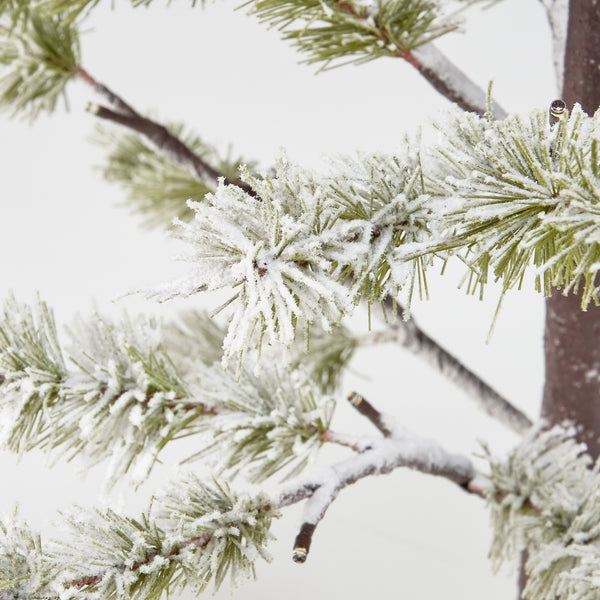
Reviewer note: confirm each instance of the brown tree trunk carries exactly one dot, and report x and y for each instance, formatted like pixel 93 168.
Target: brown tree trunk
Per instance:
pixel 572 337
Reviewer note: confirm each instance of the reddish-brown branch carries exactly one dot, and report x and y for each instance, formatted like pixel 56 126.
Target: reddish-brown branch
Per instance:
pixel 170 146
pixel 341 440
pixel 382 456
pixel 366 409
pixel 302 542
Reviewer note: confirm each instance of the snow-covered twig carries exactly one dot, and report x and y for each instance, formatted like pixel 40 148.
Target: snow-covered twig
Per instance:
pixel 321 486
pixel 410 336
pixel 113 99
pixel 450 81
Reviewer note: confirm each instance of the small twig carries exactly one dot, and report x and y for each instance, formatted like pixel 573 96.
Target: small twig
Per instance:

.....

_Problem_. Your task is a word-for-word transcription of the entries, leaving out all pictures.

_Task answer_.
Reviewer note: confirm each instance of the brown tree trunk carries exactly one dot, and report x and y for each instance, formatted like pixel 93 168.
Target: brown tree trunk
Per instance:
pixel 572 337
Reviewer note: confirm each instance of the reddish-brown branch carries exactly one dot, and report x and y for each instance, formatted like pixel 56 126.
Target: reddish-brown branch
Per instance:
pixel 170 146
pixel 341 440
pixel 382 456
pixel 366 409
pixel 302 542
Reviewer note: confirm each instance of the snow-covered twig carries exactly one dot, and report x and y for each instance, formatted like pixel 40 148.
Target: snow-covered twig
Per instance:
pixel 321 486
pixel 410 336
pixel 113 99
pixel 450 81
Reviewer note: confirm each instance of the small twig carries exactly one dot, and report x and y for each instance, formatted like pixel 573 96.
Target: small twig
Per instance:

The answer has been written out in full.